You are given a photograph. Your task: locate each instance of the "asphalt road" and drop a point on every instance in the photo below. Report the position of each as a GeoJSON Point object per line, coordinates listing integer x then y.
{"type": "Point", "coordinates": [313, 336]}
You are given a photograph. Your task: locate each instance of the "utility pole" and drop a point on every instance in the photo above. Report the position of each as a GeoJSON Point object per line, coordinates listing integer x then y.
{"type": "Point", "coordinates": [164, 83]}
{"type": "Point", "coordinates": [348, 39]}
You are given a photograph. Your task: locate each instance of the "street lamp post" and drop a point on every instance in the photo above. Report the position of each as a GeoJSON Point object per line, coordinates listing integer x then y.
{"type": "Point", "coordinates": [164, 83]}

> **Task**
Update the records above by replacing "drop a point" with "place a marker" everywhere it appears, keeping every other word unchanged.

> **Task answer**
You are given a photograph. Your task: locate each instance of the "asphalt road" and place a marker on every instance in the photo below. Report the position of each as a GeoJSON Point object per line, coordinates listing integer x then y.
{"type": "Point", "coordinates": [313, 336]}
You are given a photograph. Your task: locate each instance of the "utility pole" and place a marker on every instance in the photo above. Report the position of each as a GeoJSON Point object per line, coordinates listing integer x then y.
{"type": "Point", "coordinates": [164, 83]}
{"type": "Point", "coordinates": [348, 39]}
You are given a photograph. Your task: locate each instance of the "street lamp post" and place a marker on every instance in the photo above. Report the position of each as a GeoJSON Point object per line, coordinates listing integer x then y.
{"type": "Point", "coordinates": [164, 83]}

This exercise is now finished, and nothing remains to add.